• _Try it_: Retype the records below from their first line through the line holding "Locate the tree", including both ends and no pictures.

• _Supplied data_:
◇ ◇ ◇ ◇ ◇

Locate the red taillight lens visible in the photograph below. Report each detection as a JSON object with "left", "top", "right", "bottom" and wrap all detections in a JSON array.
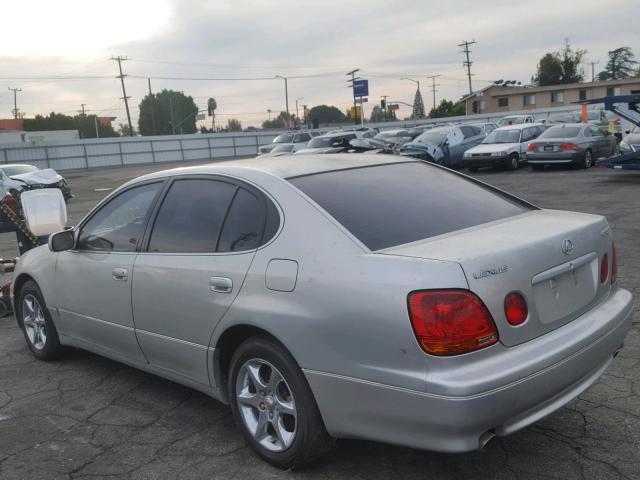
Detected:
[
  {"left": 527, "top": 143, "right": 537, "bottom": 152},
  {"left": 504, "top": 292, "right": 528, "bottom": 326},
  {"left": 407, "top": 290, "right": 499, "bottom": 356},
  {"left": 600, "top": 254, "right": 609, "bottom": 284},
  {"left": 559, "top": 143, "right": 578, "bottom": 150},
  {"left": 611, "top": 242, "right": 617, "bottom": 284},
  {"left": 2, "top": 193, "right": 16, "bottom": 212}
]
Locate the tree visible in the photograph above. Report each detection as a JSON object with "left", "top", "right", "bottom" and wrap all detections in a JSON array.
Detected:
[
  {"left": 262, "top": 111, "right": 295, "bottom": 129},
  {"left": 598, "top": 47, "right": 637, "bottom": 80},
  {"left": 22, "top": 112, "right": 118, "bottom": 138},
  {"left": 369, "top": 105, "right": 385, "bottom": 122},
  {"left": 138, "top": 89, "right": 198, "bottom": 135},
  {"left": 533, "top": 41, "right": 586, "bottom": 85},
  {"left": 306, "top": 105, "right": 346, "bottom": 125},
  {"left": 227, "top": 118, "right": 242, "bottom": 132},
  {"left": 428, "top": 99, "right": 465, "bottom": 119},
  {"left": 412, "top": 89, "right": 426, "bottom": 119},
  {"left": 207, "top": 98, "right": 217, "bottom": 130},
  {"left": 118, "top": 123, "right": 136, "bottom": 136}
]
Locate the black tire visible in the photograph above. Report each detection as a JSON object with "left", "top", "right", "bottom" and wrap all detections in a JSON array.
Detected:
[
  {"left": 228, "top": 336, "right": 332, "bottom": 469},
  {"left": 505, "top": 153, "right": 519, "bottom": 171},
  {"left": 581, "top": 149, "right": 593, "bottom": 169},
  {"left": 16, "top": 280, "right": 63, "bottom": 361}
]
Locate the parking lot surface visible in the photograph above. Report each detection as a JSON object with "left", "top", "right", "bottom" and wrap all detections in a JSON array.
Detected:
[{"left": 0, "top": 161, "right": 639, "bottom": 480}]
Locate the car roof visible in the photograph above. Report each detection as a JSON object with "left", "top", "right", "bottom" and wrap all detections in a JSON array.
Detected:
[
  {"left": 0, "top": 163, "right": 36, "bottom": 168},
  {"left": 494, "top": 123, "right": 544, "bottom": 131},
  {"left": 134, "top": 154, "right": 417, "bottom": 184}
]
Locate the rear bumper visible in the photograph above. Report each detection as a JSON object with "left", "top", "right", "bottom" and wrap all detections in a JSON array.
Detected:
[
  {"left": 527, "top": 151, "right": 582, "bottom": 164},
  {"left": 305, "top": 287, "right": 633, "bottom": 452}
]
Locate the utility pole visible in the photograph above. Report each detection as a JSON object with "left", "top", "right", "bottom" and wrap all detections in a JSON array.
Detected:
[
  {"left": 425, "top": 74, "right": 441, "bottom": 111},
  {"left": 94, "top": 116, "right": 100, "bottom": 138},
  {"left": 275, "top": 76, "right": 290, "bottom": 129},
  {"left": 8, "top": 87, "right": 21, "bottom": 119},
  {"left": 169, "top": 93, "right": 176, "bottom": 135},
  {"left": 301, "top": 104, "right": 308, "bottom": 125},
  {"left": 79, "top": 103, "right": 87, "bottom": 116},
  {"left": 111, "top": 55, "right": 134, "bottom": 136},
  {"left": 381, "top": 95, "right": 388, "bottom": 122},
  {"left": 295, "top": 97, "right": 303, "bottom": 128},
  {"left": 346, "top": 69, "right": 360, "bottom": 125},
  {"left": 458, "top": 40, "right": 477, "bottom": 95},
  {"left": 147, "top": 77, "right": 153, "bottom": 95},
  {"left": 589, "top": 61, "right": 599, "bottom": 82}
]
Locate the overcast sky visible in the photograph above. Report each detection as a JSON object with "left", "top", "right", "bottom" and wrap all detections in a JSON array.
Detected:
[{"left": 0, "top": 0, "right": 637, "bottom": 129}]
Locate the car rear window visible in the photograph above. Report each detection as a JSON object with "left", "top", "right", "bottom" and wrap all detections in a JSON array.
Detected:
[
  {"left": 539, "top": 126, "right": 582, "bottom": 138},
  {"left": 289, "top": 162, "right": 532, "bottom": 250}
]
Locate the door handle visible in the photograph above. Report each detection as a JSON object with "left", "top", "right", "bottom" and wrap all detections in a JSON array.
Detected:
[
  {"left": 112, "top": 267, "right": 128, "bottom": 281},
  {"left": 209, "top": 276, "right": 232, "bottom": 293}
]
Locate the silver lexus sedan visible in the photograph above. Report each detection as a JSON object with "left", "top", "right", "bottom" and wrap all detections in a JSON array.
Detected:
[{"left": 13, "top": 155, "right": 633, "bottom": 468}]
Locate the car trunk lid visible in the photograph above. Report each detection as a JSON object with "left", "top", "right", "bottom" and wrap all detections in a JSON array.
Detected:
[{"left": 379, "top": 209, "right": 612, "bottom": 347}]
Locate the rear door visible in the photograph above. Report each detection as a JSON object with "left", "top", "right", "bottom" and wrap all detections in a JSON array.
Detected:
[{"left": 132, "top": 176, "right": 276, "bottom": 387}]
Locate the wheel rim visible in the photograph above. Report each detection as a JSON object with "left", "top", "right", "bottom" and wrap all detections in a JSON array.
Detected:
[
  {"left": 22, "top": 294, "right": 46, "bottom": 350},
  {"left": 511, "top": 156, "right": 518, "bottom": 169},
  {"left": 585, "top": 151, "right": 592, "bottom": 167},
  {"left": 236, "top": 359, "right": 297, "bottom": 452}
]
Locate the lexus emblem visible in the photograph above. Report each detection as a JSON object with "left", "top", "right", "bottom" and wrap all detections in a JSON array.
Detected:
[{"left": 561, "top": 239, "right": 574, "bottom": 255}]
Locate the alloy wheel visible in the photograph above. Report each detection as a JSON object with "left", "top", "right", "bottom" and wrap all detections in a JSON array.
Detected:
[
  {"left": 585, "top": 150, "right": 592, "bottom": 168},
  {"left": 22, "top": 294, "right": 47, "bottom": 350},
  {"left": 235, "top": 359, "right": 297, "bottom": 452}
]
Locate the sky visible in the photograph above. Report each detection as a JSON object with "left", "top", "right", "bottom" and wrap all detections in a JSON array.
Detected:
[{"left": 0, "top": 0, "right": 638, "bottom": 130}]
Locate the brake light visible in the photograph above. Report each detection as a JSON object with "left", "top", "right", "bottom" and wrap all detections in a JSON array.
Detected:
[
  {"left": 560, "top": 143, "right": 578, "bottom": 150},
  {"left": 2, "top": 193, "right": 16, "bottom": 212},
  {"left": 611, "top": 242, "right": 617, "bottom": 284},
  {"left": 600, "top": 254, "right": 609, "bottom": 284},
  {"left": 527, "top": 143, "right": 537, "bottom": 152},
  {"left": 504, "top": 292, "right": 528, "bottom": 326},
  {"left": 407, "top": 290, "right": 498, "bottom": 356}
]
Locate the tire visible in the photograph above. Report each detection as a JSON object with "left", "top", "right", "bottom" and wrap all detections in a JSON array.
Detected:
[
  {"left": 581, "top": 149, "right": 593, "bottom": 169},
  {"left": 228, "top": 336, "right": 332, "bottom": 469},
  {"left": 16, "top": 280, "right": 63, "bottom": 361},
  {"left": 505, "top": 153, "right": 519, "bottom": 171}
]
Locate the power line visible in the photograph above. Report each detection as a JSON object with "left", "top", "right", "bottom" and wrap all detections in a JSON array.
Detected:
[
  {"left": 458, "top": 39, "right": 477, "bottom": 95},
  {"left": 8, "top": 87, "right": 22, "bottom": 119},
  {"left": 111, "top": 56, "right": 134, "bottom": 137}
]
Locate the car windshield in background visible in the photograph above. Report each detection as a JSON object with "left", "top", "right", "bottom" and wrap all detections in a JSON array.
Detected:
[
  {"left": 307, "top": 137, "right": 334, "bottom": 148},
  {"left": 539, "top": 126, "right": 582, "bottom": 139},
  {"left": 274, "top": 134, "right": 294, "bottom": 143},
  {"left": 2, "top": 165, "right": 39, "bottom": 176},
  {"left": 498, "top": 117, "right": 526, "bottom": 126},
  {"left": 549, "top": 114, "right": 577, "bottom": 123},
  {"left": 483, "top": 129, "right": 521, "bottom": 144},
  {"left": 414, "top": 131, "right": 447, "bottom": 145},
  {"left": 271, "top": 144, "right": 294, "bottom": 153},
  {"left": 375, "top": 131, "right": 408, "bottom": 140},
  {"left": 289, "top": 162, "right": 532, "bottom": 251}
]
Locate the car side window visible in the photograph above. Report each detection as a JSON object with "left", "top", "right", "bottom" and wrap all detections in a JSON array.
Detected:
[
  {"left": 148, "top": 179, "right": 236, "bottom": 253},
  {"left": 521, "top": 128, "right": 535, "bottom": 142},
  {"left": 590, "top": 126, "right": 604, "bottom": 137},
  {"left": 77, "top": 182, "right": 162, "bottom": 252},
  {"left": 293, "top": 134, "right": 303, "bottom": 143},
  {"left": 217, "top": 188, "right": 264, "bottom": 252},
  {"left": 460, "top": 126, "right": 481, "bottom": 139}
]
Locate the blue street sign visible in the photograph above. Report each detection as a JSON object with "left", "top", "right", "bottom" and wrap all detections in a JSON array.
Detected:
[{"left": 353, "top": 79, "right": 369, "bottom": 97}]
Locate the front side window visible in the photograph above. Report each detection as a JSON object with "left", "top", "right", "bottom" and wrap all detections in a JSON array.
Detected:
[
  {"left": 78, "top": 182, "right": 162, "bottom": 252},
  {"left": 148, "top": 179, "right": 236, "bottom": 253}
]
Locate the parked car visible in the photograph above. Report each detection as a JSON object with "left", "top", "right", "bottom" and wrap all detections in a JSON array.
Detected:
[
  {"left": 373, "top": 129, "right": 419, "bottom": 153},
  {"left": 0, "top": 164, "right": 72, "bottom": 201},
  {"left": 526, "top": 123, "right": 618, "bottom": 169},
  {"left": 398, "top": 124, "right": 485, "bottom": 167},
  {"left": 546, "top": 110, "right": 615, "bottom": 132},
  {"left": 618, "top": 125, "right": 640, "bottom": 153},
  {"left": 294, "top": 132, "right": 357, "bottom": 155},
  {"left": 15, "top": 155, "right": 632, "bottom": 468},
  {"left": 257, "top": 143, "right": 304, "bottom": 158},
  {"left": 497, "top": 114, "right": 536, "bottom": 127},
  {"left": 258, "top": 131, "right": 313, "bottom": 154},
  {"left": 464, "top": 123, "right": 545, "bottom": 171},
  {"left": 327, "top": 127, "right": 378, "bottom": 138}
]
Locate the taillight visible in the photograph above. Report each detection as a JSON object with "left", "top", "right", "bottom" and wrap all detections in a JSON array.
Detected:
[
  {"left": 504, "top": 292, "right": 528, "bottom": 326},
  {"left": 600, "top": 254, "right": 609, "bottom": 284},
  {"left": 611, "top": 242, "right": 617, "bottom": 284},
  {"left": 527, "top": 143, "right": 537, "bottom": 152},
  {"left": 560, "top": 143, "right": 578, "bottom": 150},
  {"left": 407, "top": 290, "right": 498, "bottom": 356},
  {"left": 2, "top": 193, "right": 16, "bottom": 212}
]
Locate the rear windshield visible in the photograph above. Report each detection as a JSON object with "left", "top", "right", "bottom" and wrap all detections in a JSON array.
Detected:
[
  {"left": 289, "top": 162, "right": 532, "bottom": 250},
  {"left": 539, "top": 126, "right": 582, "bottom": 139}
]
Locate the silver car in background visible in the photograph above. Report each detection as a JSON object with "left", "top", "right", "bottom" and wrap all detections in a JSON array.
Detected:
[
  {"left": 526, "top": 123, "right": 618, "bottom": 169},
  {"left": 13, "top": 156, "right": 633, "bottom": 468}
]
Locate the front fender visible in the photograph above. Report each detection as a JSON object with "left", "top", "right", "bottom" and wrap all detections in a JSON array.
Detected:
[{"left": 12, "top": 245, "right": 58, "bottom": 316}]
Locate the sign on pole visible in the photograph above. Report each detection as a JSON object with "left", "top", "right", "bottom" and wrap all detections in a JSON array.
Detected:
[{"left": 353, "top": 79, "right": 369, "bottom": 97}]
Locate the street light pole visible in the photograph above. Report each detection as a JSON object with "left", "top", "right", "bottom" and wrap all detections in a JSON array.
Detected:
[
  {"left": 275, "top": 76, "right": 290, "bottom": 129},
  {"left": 401, "top": 78, "right": 421, "bottom": 121},
  {"left": 295, "top": 97, "right": 303, "bottom": 128}
]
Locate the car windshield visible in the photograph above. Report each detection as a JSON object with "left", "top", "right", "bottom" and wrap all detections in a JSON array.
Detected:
[
  {"left": 414, "top": 131, "right": 447, "bottom": 145},
  {"left": 271, "top": 144, "right": 294, "bottom": 153},
  {"left": 289, "top": 162, "right": 531, "bottom": 250},
  {"left": 2, "top": 165, "right": 39, "bottom": 176},
  {"left": 539, "top": 126, "right": 582, "bottom": 139},
  {"left": 548, "top": 113, "right": 577, "bottom": 123},
  {"left": 482, "top": 129, "right": 521, "bottom": 144},
  {"left": 273, "top": 134, "right": 294, "bottom": 143},
  {"left": 308, "top": 137, "right": 337, "bottom": 148},
  {"left": 498, "top": 117, "right": 526, "bottom": 126},
  {"left": 375, "top": 130, "right": 408, "bottom": 140}
]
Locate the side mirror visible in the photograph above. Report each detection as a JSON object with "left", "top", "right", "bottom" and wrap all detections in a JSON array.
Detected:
[
  {"left": 625, "top": 130, "right": 631, "bottom": 135},
  {"left": 49, "top": 230, "right": 75, "bottom": 252}
]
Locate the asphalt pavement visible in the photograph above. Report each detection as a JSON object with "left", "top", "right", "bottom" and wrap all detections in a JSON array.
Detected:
[{"left": 0, "top": 161, "right": 638, "bottom": 479}]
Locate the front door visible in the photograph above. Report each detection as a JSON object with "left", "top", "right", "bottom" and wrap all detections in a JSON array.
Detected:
[
  {"left": 132, "top": 178, "right": 269, "bottom": 387},
  {"left": 55, "top": 181, "right": 164, "bottom": 363}
]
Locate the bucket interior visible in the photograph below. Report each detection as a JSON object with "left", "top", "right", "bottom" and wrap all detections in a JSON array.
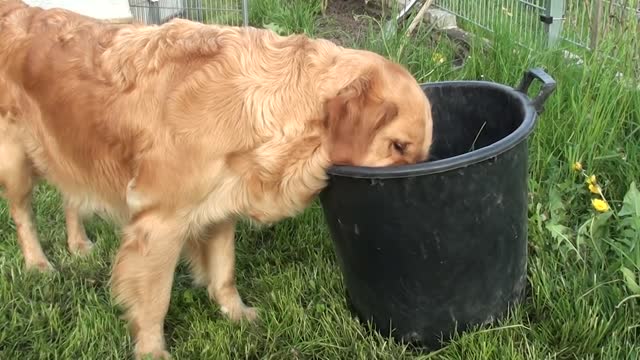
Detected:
[{"left": 424, "top": 83, "right": 526, "bottom": 162}]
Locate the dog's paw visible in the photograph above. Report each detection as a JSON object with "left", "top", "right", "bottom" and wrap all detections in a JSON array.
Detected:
[
  {"left": 25, "top": 258, "right": 55, "bottom": 273},
  {"left": 223, "top": 305, "right": 259, "bottom": 323},
  {"left": 68, "top": 237, "right": 94, "bottom": 256},
  {"left": 135, "top": 341, "right": 171, "bottom": 360},
  {"left": 134, "top": 330, "right": 170, "bottom": 360},
  {"left": 135, "top": 350, "right": 171, "bottom": 360},
  {"left": 69, "top": 240, "right": 93, "bottom": 256}
]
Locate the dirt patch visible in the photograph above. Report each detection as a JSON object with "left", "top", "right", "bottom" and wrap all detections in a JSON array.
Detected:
[
  {"left": 315, "top": 0, "right": 388, "bottom": 46},
  {"left": 315, "top": 1, "right": 470, "bottom": 68}
]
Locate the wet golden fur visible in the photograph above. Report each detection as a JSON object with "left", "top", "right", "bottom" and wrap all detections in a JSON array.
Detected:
[{"left": 0, "top": 1, "right": 433, "bottom": 358}]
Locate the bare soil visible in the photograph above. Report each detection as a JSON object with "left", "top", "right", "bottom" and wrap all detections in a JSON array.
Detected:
[
  {"left": 315, "top": 0, "right": 388, "bottom": 46},
  {"left": 315, "top": 1, "right": 470, "bottom": 67}
]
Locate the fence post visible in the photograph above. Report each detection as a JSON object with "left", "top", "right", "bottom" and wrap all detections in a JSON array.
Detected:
[
  {"left": 148, "top": 0, "right": 161, "bottom": 24},
  {"left": 242, "top": 0, "right": 249, "bottom": 26},
  {"left": 544, "top": 0, "right": 565, "bottom": 47},
  {"left": 589, "top": 0, "right": 603, "bottom": 50}
]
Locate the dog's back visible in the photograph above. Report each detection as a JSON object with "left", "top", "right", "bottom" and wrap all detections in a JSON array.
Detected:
[
  {"left": 0, "top": 1, "right": 37, "bottom": 114},
  {"left": 0, "top": 1, "right": 143, "bottom": 218}
]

◇ ◇ ◇ ◇ ◇

• _Answer to the problem_:
Locate the red taillight lens visible in the photograph below. Report each detection as a JSON object with "left", "top", "right", "bottom" and wrap all detections in a JSON array.
Detected:
[
  {"left": 527, "top": 143, "right": 537, "bottom": 152},
  {"left": 504, "top": 292, "right": 528, "bottom": 326},
  {"left": 407, "top": 290, "right": 499, "bottom": 356},
  {"left": 600, "top": 254, "right": 609, "bottom": 284},
  {"left": 559, "top": 143, "right": 578, "bottom": 150},
  {"left": 611, "top": 242, "right": 617, "bottom": 284},
  {"left": 2, "top": 193, "right": 16, "bottom": 212}
]
Locate the tree visible in the photograph above. Report each detection as a JSON object with "left", "top", "right", "bottom" and wrap all detections in a JSON array.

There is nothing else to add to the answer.